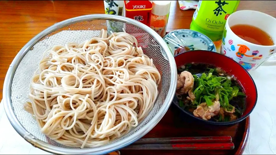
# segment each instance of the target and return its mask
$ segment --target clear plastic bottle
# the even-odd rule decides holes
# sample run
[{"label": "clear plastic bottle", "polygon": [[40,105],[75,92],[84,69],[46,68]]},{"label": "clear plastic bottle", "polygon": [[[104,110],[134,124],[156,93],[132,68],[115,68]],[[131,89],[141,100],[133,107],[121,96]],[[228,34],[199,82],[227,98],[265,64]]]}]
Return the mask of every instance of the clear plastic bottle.
[{"label": "clear plastic bottle", "polygon": [[163,37],[166,34],[171,1],[153,1],[150,28]]}]

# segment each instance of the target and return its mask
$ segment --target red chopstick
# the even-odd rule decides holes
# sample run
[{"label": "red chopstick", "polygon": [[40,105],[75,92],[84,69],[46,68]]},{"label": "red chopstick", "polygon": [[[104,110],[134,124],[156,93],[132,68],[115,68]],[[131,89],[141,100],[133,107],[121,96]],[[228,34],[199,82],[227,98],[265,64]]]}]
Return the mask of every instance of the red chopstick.
[{"label": "red chopstick", "polygon": [[143,138],[124,150],[232,150],[230,136]]},{"label": "red chopstick", "polygon": [[142,138],[136,141],[133,144],[220,143],[231,143],[232,142],[232,138],[231,136],[214,136]]},{"label": "red chopstick", "polygon": [[233,143],[224,143],[135,144],[130,145],[122,150],[232,150],[234,148]]}]

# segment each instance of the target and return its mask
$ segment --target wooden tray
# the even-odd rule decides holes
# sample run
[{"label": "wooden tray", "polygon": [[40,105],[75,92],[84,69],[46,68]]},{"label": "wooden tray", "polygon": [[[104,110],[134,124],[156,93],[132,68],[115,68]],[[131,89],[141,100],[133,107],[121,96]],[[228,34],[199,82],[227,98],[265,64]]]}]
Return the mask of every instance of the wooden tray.
[{"label": "wooden tray", "polygon": [[[249,132],[249,117],[230,127],[201,126],[180,118],[180,111],[172,105],[160,121],[143,138],[228,136],[232,138],[233,150],[120,150],[121,154],[241,154]],[[183,116],[182,116],[183,117]]]}]

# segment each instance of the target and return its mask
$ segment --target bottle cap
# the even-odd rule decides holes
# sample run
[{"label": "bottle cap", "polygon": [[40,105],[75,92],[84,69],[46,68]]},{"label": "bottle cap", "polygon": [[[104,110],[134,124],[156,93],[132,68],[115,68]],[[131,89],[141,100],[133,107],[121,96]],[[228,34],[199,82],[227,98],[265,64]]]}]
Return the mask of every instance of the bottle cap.
[{"label": "bottle cap", "polygon": [[171,1],[153,1],[152,13],[155,15],[163,16],[170,13]]}]

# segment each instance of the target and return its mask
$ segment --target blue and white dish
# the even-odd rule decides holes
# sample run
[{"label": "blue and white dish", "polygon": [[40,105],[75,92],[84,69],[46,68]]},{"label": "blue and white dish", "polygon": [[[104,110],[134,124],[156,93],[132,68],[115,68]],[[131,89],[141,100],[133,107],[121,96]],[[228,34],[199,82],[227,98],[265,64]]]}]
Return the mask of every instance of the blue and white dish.
[{"label": "blue and white dish", "polygon": [[175,50],[181,46],[187,46],[191,50],[201,50],[216,51],[216,47],[210,38],[193,30],[175,30],[167,34],[163,39],[174,54]]}]

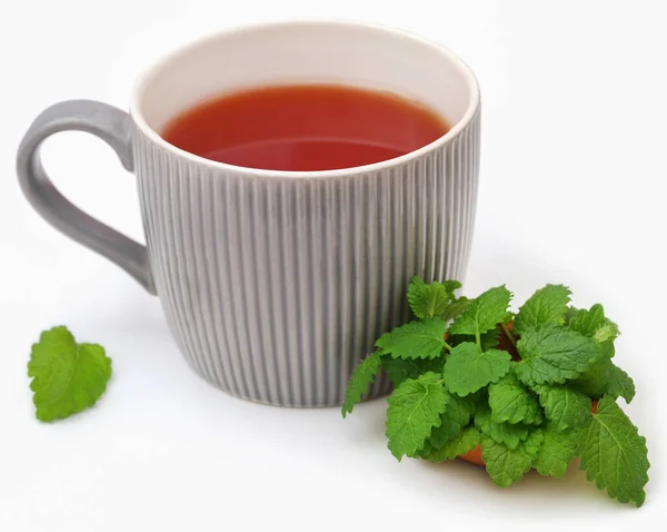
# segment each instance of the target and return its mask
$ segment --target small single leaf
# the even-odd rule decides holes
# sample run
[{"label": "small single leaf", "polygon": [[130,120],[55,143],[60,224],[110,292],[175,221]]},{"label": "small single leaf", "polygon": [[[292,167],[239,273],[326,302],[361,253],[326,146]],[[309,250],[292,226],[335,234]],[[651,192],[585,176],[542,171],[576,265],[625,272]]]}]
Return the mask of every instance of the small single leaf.
[{"label": "small single leaf", "polygon": [[603,395],[611,398],[623,397],[627,403],[635,397],[635,383],[609,358],[605,357],[573,383],[577,390],[591,398],[598,400]]},{"label": "small single leaf", "polygon": [[472,299],[461,315],[454,321],[449,333],[477,336],[496,328],[496,324],[506,319],[510,299],[511,292],[505,286],[485,292]]},{"label": "small single leaf", "polygon": [[408,303],[419,319],[441,317],[455,298],[454,292],[460,287],[457,280],[427,285],[419,277],[412,277],[408,286]]},{"label": "small single leaf", "polygon": [[457,317],[459,317],[462,314],[462,312],[466,308],[468,308],[469,304],[470,304],[470,299],[468,299],[465,296],[461,296],[458,299],[452,301],[447,306],[445,312],[442,313],[442,319],[445,319],[445,322],[449,322],[450,319],[456,319]]},{"label": "small single leaf", "polygon": [[590,397],[568,386],[541,385],[536,388],[547,420],[557,432],[587,426],[590,423]]},{"label": "small single leaf", "polygon": [[519,481],[532,465],[539,453],[544,436],[539,428],[532,431],[528,439],[509,449],[492,437],[481,435],[481,457],[491,480],[501,487],[507,487]]},{"label": "small single leaf", "polygon": [[530,387],[577,378],[604,356],[593,339],[556,325],[528,329],[517,348],[521,361],[515,373]]},{"label": "small single leaf", "polygon": [[417,378],[422,373],[441,373],[445,367],[445,357],[437,358],[394,358],[391,355],[381,356],[382,370],[387,372],[394,387],[408,378]]},{"label": "small single leaf", "polygon": [[605,309],[599,303],[593,305],[590,311],[577,311],[568,325],[573,331],[594,338],[597,343],[614,341],[619,334],[618,326],[605,317]]},{"label": "small single leaf", "polygon": [[395,358],[436,358],[445,347],[447,325],[441,319],[410,322],[376,342],[376,346]]},{"label": "small single leaf", "polygon": [[462,396],[498,380],[509,372],[511,356],[506,351],[481,351],[477,344],[466,342],[451,349],[445,363],[444,377],[447,390]]},{"label": "small single leaf", "polygon": [[[481,351],[494,349],[498,347],[498,342],[500,339],[500,331],[494,328],[491,331],[487,331],[479,337]],[[476,343],[477,339],[475,336],[470,334],[452,334],[447,338],[447,343],[451,346],[457,346],[465,342]]]},{"label": "small single leaf", "polygon": [[424,453],[421,457],[429,462],[445,462],[454,460],[459,454],[466,454],[479,445],[480,433],[474,426],[467,426],[455,439],[449,440],[439,449],[431,449],[428,453]]},{"label": "small single leaf", "polygon": [[509,423],[495,423],[491,420],[491,411],[487,407],[478,407],[475,413],[475,426],[482,434],[494,441],[506,445],[508,449],[517,449],[519,443],[526,440],[530,428],[522,423],[511,425]]},{"label": "small single leaf", "polygon": [[441,423],[447,398],[442,376],[432,372],[409,378],[394,391],[387,408],[387,439],[394,456],[400,461],[424,449],[426,439]]},{"label": "small single leaf", "polygon": [[603,397],[581,451],[586,477],[611,499],[641,506],[649,466],[646,439],[613,398]]},{"label": "small single leaf", "polygon": [[541,407],[537,397],[512,373],[489,385],[491,421],[496,423],[540,424]]},{"label": "small single leaf", "polygon": [[540,475],[559,479],[579,452],[580,430],[557,431],[552,423],[544,430],[545,439],[534,467]]},{"label": "small single leaf", "polygon": [[370,386],[379,371],[380,352],[376,351],[361,361],[350,377],[342,405],[342,417],[348,413],[352,413],[355,405],[361,401],[361,397],[368,391],[368,386]]},{"label": "small single leaf", "polygon": [[519,308],[514,325],[516,333],[524,335],[539,325],[565,323],[570,294],[569,288],[563,285],[547,285],[537,290]]},{"label": "small single leaf", "polygon": [[445,443],[457,437],[461,428],[470,423],[475,413],[475,403],[468,397],[459,397],[450,394],[447,400],[447,408],[440,415],[441,424],[432,430],[429,442],[434,449],[440,449]]},{"label": "small single leaf", "polygon": [[111,377],[111,358],[97,344],[77,344],[67,327],[53,327],[32,346],[28,375],[37,417],[50,422],[97,403]]}]

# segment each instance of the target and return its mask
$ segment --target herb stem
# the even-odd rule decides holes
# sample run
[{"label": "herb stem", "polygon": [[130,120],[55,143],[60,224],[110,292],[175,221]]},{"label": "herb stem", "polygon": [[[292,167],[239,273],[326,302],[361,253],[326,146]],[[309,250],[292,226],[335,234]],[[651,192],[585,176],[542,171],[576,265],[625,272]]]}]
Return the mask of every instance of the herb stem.
[{"label": "herb stem", "polygon": [[511,345],[514,345],[516,347],[517,346],[517,338],[515,338],[514,334],[511,334],[511,332],[507,328],[507,325],[505,325],[504,323],[501,323],[500,327],[502,328],[502,332],[505,333],[505,336],[507,336],[507,339],[509,339],[509,342],[511,343]]}]

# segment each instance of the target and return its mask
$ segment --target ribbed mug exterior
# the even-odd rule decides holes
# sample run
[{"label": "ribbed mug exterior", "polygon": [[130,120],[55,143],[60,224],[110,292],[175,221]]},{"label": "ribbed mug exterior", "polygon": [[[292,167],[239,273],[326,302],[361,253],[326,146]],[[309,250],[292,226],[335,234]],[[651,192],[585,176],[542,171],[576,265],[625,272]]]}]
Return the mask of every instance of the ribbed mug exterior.
[{"label": "ribbed mug exterior", "polygon": [[[192,368],[235,396],[339,405],[375,339],[409,316],[411,276],[461,279],[479,168],[479,109],[449,142],[336,177],[197,164],[135,129],[150,265]],[[389,392],[380,377],[367,398]]]},{"label": "ribbed mug exterior", "polygon": [[[226,165],[160,136],[207,98],[293,82],[402,95],[451,129],[396,159],[307,173]],[[462,280],[479,114],[475,76],[438,45],[360,22],[260,24],[158,62],[137,85],[129,114],[91,100],[47,108],[19,146],[17,176],[48,223],[160,297],[180,349],[207,381],[262,403],[339,405],[375,339],[409,317],[410,277]],[[104,140],[137,175],[146,246],[53,186],[40,146],[70,130]],[[367,398],[389,386],[378,378]]]}]

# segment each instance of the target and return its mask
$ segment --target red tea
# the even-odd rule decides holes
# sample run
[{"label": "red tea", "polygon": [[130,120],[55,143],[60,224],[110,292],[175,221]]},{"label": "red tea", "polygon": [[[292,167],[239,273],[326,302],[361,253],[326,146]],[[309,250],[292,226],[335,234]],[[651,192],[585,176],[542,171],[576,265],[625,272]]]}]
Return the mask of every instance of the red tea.
[{"label": "red tea", "polygon": [[430,109],[346,86],[265,87],[223,95],[172,120],[162,137],[207,159],[268,170],[332,170],[414,151],[449,130]]}]

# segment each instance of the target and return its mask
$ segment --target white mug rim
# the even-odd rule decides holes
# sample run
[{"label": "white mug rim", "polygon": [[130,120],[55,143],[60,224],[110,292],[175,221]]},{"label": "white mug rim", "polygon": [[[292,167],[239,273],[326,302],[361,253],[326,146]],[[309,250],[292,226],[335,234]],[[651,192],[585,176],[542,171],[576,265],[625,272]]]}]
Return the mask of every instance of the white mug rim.
[{"label": "white mug rim", "polygon": [[[153,128],[151,128],[143,115],[140,111],[140,101],[147,89],[148,83],[150,82],[153,75],[160,69],[167,67],[170,62],[172,62],[176,58],[181,56],[182,53],[187,53],[188,51],[195,50],[202,45],[206,45],[209,41],[215,41],[220,39],[223,36],[232,36],[239,35],[243,32],[258,31],[262,29],[272,29],[278,27],[288,27],[288,26],[309,26],[309,24],[331,24],[331,26],[355,26],[358,28],[367,28],[372,30],[381,30],[397,38],[409,39],[414,42],[418,42],[422,46],[431,48],[434,51],[447,58],[452,66],[455,66],[459,73],[466,80],[466,83],[469,88],[469,101],[468,107],[466,108],[466,112],[445,135],[437,138],[432,142],[422,146],[419,149],[405,154],[400,157],[396,157],[394,159],[387,159],[379,162],[374,162],[371,165],[356,166],[349,168],[339,168],[334,170],[308,170],[308,171],[291,171],[291,170],[269,170],[262,168],[249,168],[243,166],[229,165],[227,162],[219,162],[216,160],[207,159],[205,157],[191,154],[181,148],[173,146],[172,144],[165,140]],[[303,178],[334,178],[334,177],[345,177],[352,176],[359,174],[375,173],[380,170],[386,170],[387,168],[392,168],[396,166],[401,166],[404,164],[408,164],[415,159],[419,159],[420,157],[442,148],[444,146],[450,144],[456,139],[461,131],[466,129],[472,117],[476,115],[479,107],[479,83],[472,70],[466,65],[456,53],[449,50],[447,47],[440,45],[437,41],[422,38],[420,36],[414,35],[409,31],[390,28],[387,26],[361,22],[361,21],[351,21],[351,20],[339,20],[339,19],[291,19],[283,21],[273,21],[273,22],[261,22],[256,24],[243,24],[238,28],[231,28],[223,31],[218,31],[211,33],[209,36],[205,36],[202,38],[196,39],[189,42],[186,46],[179,47],[176,50],[167,53],[161,59],[156,61],[151,67],[146,69],[142,75],[139,76],[137,83],[135,85],[135,89],[132,91],[131,105],[130,105],[130,116],[137,128],[141,130],[141,132],[152,142],[171,151],[173,155],[178,157],[182,157],[188,159],[191,162],[206,166],[212,170],[222,170],[228,173],[233,173],[237,175],[243,176],[253,176],[253,177],[273,177],[273,178],[291,178],[291,179],[303,179]]]}]

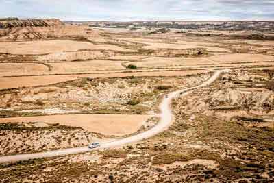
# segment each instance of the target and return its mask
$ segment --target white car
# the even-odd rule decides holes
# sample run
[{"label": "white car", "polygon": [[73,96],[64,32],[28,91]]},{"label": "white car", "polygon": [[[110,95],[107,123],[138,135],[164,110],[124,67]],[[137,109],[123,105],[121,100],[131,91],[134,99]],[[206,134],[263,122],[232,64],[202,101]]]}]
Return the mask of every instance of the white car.
[{"label": "white car", "polygon": [[88,148],[93,149],[96,147],[99,147],[100,143],[92,143],[88,145]]}]

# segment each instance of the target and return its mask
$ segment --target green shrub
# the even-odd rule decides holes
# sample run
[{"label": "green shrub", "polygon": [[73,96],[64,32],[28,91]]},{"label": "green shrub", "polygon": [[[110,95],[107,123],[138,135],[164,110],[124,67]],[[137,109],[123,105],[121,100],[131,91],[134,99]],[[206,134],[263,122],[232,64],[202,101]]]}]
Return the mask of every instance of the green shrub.
[{"label": "green shrub", "polygon": [[131,106],[135,106],[140,103],[140,101],[138,99],[132,99],[127,102],[127,104]]},{"label": "green shrub", "polygon": [[171,88],[172,87],[171,86],[167,86],[167,85],[160,85],[160,86],[157,86],[155,88],[158,90],[169,90],[169,89]]}]

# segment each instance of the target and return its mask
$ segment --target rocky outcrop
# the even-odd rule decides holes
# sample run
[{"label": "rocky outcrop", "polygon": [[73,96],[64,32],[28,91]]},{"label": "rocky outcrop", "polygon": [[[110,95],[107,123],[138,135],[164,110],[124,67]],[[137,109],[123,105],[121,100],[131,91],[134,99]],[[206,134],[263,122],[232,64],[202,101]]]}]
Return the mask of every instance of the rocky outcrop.
[{"label": "rocky outcrop", "polygon": [[72,38],[97,40],[100,37],[88,25],[66,25],[59,19],[0,21],[0,41]]},{"label": "rocky outcrop", "polygon": [[56,19],[27,20],[19,20],[18,19],[0,19],[0,28],[2,29],[23,27],[49,27],[62,25],[63,24],[59,19]]}]

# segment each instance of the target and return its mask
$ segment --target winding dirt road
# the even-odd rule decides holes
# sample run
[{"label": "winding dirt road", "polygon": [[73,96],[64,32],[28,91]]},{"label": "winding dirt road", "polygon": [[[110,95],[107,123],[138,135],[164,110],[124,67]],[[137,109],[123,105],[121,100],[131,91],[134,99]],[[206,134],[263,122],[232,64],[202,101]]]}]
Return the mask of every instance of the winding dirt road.
[{"label": "winding dirt road", "polygon": [[148,138],[149,137],[155,136],[166,130],[172,123],[173,115],[171,109],[170,108],[170,103],[173,98],[177,97],[179,95],[181,95],[181,96],[186,95],[191,90],[207,86],[212,83],[214,81],[215,81],[219,77],[219,76],[221,73],[227,71],[229,71],[229,70],[216,71],[214,73],[214,75],[211,76],[210,78],[209,78],[207,81],[206,81],[205,82],[197,86],[182,89],[169,93],[167,97],[164,97],[163,99],[163,101],[160,105],[160,109],[161,110],[161,113],[160,114],[160,120],[159,123],[157,123],[157,125],[155,125],[153,127],[151,128],[150,130],[146,132],[129,137],[127,137],[125,138],[119,139],[117,141],[102,143],[101,144],[101,147],[99,148],[89,149],[87,146],[86,146],[83,147],[70,148],[70,149],[51,151],[47,152],[1,156],[0,157],[0,163],[8,162],[16,162],[19,160],[27,160],[36,158],[49,158],[49,157],[53,157],[58,156],[64,156],[72,154],[84,153],[86,151],[90,151],[101,149],[119,147],[125,144],[142,141],[143,139]]}]

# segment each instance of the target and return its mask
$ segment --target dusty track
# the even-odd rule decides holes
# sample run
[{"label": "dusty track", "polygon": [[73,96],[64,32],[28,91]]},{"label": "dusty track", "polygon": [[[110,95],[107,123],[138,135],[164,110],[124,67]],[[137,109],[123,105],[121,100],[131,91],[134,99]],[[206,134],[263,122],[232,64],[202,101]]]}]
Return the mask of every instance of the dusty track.
[{"label": "dusty track", "polygon": [[212,83],[218,78],[218,77],[222,72],[226,72],[228,70],[220,70],[216,71],[214,74],[209,80],[208,80],[207,81],[206,81],[205,82],[197,86],[182,89],[169,93],[167,97],[164,97],[163,99],[163,101],[160,105],[161,114],[160,115],[160,120],[159,123],[153,127],[151,128],[150,130],[146,132],[127,138],[117,140],[115,141],[103,143],[101,144],[99,148],[90,149],[88,147],[82,147],[70,148],[66,149],[56,150],[56,151],[51,151],[42,152],[42,153],[7,156],[0,157],[0,163],[8,162],[16,162],[19,160],[27,160],[35,158],[53,157],[58,156],[64,156],[76,153],[84,153],[97,149],[119,147],[121,145],[137,142],[151,137],[157,134],[159,134],[161,132],[164,131],[171,124],[173,115],[171,109],[170,108],[170,103],[173,98],[177,97],[180,94],[182,95],[186,95],[191,90],[203,87],[206,85]]}]

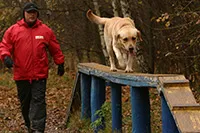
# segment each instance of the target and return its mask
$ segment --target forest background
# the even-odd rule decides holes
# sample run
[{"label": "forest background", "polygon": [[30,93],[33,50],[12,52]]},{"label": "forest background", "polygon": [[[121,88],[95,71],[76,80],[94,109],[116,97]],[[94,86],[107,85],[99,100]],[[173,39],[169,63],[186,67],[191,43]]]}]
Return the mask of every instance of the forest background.
[{"label": "forest background", "polygon": [[[195,97],[200,93],[199,0],[32,0],[39,18],[50,26],[65,54],[66,71],[80,62],[108,64],[102,26],[86,18],[88,9],[103,17],[129,16],[141,31],[137,71],[183,74]],[[0,39],[22,18],[27,0],[0,0]],[[56,66],[51,61],[51,68]],[[1,73],[8,70],[0,62]]]}]

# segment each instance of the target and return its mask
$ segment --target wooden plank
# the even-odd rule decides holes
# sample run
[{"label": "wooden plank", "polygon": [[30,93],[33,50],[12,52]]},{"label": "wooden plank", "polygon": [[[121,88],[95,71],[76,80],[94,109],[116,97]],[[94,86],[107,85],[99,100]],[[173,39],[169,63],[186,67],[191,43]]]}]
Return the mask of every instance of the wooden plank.
[{"label": "wooden plank", "polygon": [[175,74],[125,73],[123,70],[112,72],[110,67],[97,63],[80,63],[78,69],[80,72],[88,75],[94,75],[114,83],[134,87],[157,87],[158,77],[177,76]]},{"label": "wooden plank", "polygon": [[192,91],[185,85],[165,87],[163,93],[171,109],[178,104],[196,104]]},{"label": "wooden plank", "polygon": [[200,111],[173,111],[181,133],[200,133]]},{"label": "wooden plank", "polygon": [[172,108],[172,111],[187,111],[187,110],[196,110],[200,111],[200,105],[198,103],[196,104],[184,104],[184,105],[175,105]]}]

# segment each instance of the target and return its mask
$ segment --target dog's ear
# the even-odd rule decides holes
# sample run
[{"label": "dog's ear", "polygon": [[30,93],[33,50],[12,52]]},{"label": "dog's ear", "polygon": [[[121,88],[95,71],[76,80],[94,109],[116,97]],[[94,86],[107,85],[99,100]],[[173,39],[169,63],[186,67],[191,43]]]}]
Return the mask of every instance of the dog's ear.
[{"label": "dog's ear", "polygon": [[143,41],[143,40],[142,40],[142,36],[141,36],[141,32],[140,32],[139,30],[137,31],[137,36],[138,36],[140,42]]},{"label": "dog's ear", "polygon": [[119,38],[120,38],[120,34],[115,35],[115,40],[118,41]]}]

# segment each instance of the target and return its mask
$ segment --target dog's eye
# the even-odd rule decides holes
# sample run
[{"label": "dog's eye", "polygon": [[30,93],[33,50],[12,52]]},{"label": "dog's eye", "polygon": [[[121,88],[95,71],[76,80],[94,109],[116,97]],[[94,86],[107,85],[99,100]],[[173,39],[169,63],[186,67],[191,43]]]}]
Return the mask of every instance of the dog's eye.
[{"label": "dog's eye", "polygon": [[124,38],[123,40],[124,40],[124,42],[127,42],[127,41],[128,41],[128,38]]},{"label": "dog's eye", "polygon": [[133,41],[135,41],[135,39],[136,39],[135,37],[132,37],[132,40],[133,40]]}]

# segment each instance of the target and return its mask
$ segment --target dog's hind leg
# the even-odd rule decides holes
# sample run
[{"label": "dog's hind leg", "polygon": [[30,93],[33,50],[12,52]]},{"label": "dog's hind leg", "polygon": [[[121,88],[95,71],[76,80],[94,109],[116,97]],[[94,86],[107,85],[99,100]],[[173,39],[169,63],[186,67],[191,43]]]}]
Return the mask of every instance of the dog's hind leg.
[{"label": "dog's hind leg", "polygon": [[110,61],[110,70],[117,71],[117,68],[115,65],[115,56],[112,49],[112,41],[109,39],[105,39],[105,43],[106,43],[106,49],[107,49],[109,61]]},{"label": "dog's hind leg", "polygon": [[133,58],[134,58],[134,56],[132,54],[128,55],[128,62],[127,62],[126,69],[125,69],[126,73],[133,72]]},{"label": "dog's hind leg", "polygon": [[122,53],[120,52],[120,50],[116,47],[113,47],[113,50],[115,52],[115,55],[116,55],[116,58],[118,60],[118,63],[119,63],[119,66],[122,68],[122,69],[125,69],[126,67],[126,64],[125,64],[125,60],[124,60],[124,57],[122,55]]}]

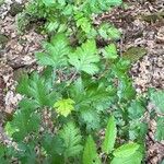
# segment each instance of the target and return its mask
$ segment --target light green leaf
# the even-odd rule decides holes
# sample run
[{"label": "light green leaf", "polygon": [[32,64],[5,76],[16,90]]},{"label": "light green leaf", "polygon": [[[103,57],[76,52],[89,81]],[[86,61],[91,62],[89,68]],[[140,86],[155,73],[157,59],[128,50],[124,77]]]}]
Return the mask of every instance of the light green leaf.
[{"label": "light green leaf", "polygon": [[144,115],[145,107],[143,102],[140,99],[134,99],[130,103],[130,107],[128,108],[128,114],[130,119],[138,119]]},{"label": "light green leaf", "polygon": [[114,116],[110,116],[105,132],[105,140],[102,147],[103,151],[106,154],[109,154],[113,151],[116,141],[116,136],[117,136],[116,121]]},{"label": "light green leaf", "polygon": [[142,153],[137,151],[134,154],[127,157],[114,157],[110,164],[141,164]]},{"label": "light green leaf", "polygon": [[152,92],[150,98],[152,103],[156,106],[156,110],[164,114],[164,91]]},{"label": "light green leaf", "polygon": [[139,149],[139,147],[140,147],[139,144],[133,143],[133,142],[127,143],[117,148],[113,154],[116,157],[127,157],[127,156],[132,155]]},{"label": "light green leaf", "polygon": [[155,139],[157,141],[164,140],[164,117],[157,117],[157,127],[155,132]]},{"label": "light green leaf", "polygon": [[68,122],[63,129],[60,131],[60,137],[63,139],[65,143],[65,156],[75,156],[78,155],[83,147],[81,145],[82,136],[80,134],[80,129],[75,127],[73,122]]},{"label": "light green leaf", "polygon": [[60,99],[55,103],[54,107],[59,115],[67,117],[72,110],[74,102],[71,98],[68,99]]},{"label": "light green leaf", "polygon": [[83,164],[101,164],[95,142],[91,136],[89,136],[84,147]]},{"label": "light green leaf", "polygon": [[103,55],[106,59],[117,59],[117,49],[115,44],[110,44],[103,49]]},{"label": "light green leaf", "polygon": [[45,3],[45,5],[50,7],[52,4],[55,4],[55,0],[43,0],[43,2]]},{"label": "light green leaf", "polygon": [[96,62],[99,61],[95,40],[87,40],[81,47],[69,55],[69,62],[75,67],[77,71],[84,71],[89,74],[94,74],[98,71]]},{"label": "light green leaf", "polygon": [[83,15],[83,13],[77,13],[75,15],[77,26],[81,27],[83,32],[90,33],[91,31],[91,21]]}]

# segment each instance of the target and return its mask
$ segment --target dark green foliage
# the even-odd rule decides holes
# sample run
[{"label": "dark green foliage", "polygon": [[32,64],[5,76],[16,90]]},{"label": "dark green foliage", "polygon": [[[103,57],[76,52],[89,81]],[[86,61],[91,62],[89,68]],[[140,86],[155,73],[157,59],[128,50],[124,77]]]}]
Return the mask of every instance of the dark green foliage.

§ YOUR INSTRUCTIONS: List every line of the material above that contains the string "shrub". Matching is case-sensitive.

§ EXPECTED ANSWER:
$ segment --target green shrub
[{"label": "green shrub", "polygon": [[73,96],[64,32],[28,91]]},{"label": "green shrub", "polygon": [[[110,95],[107,123],[138,135],[164,110],[124,67]],[[137,109],[123,105],[121,100],[131,91],[134,99]],[[206,134],[263,122],[232,64],[202,101]]]}]
Return the mask of every instance of the green shrub.
[{"label": "green shrub", "polygon": [[131,106],[135,106],[140,103],[140,101],[138,99],[132,99],[127,102],[127,104]]},{"label": "green shrub", "polygon": [[171,88],[172,87],[171,86],[167,86],[167,85],[160,85],[160,86],[157,86],[155,88],[158,90],[169,90],[169,89]]}]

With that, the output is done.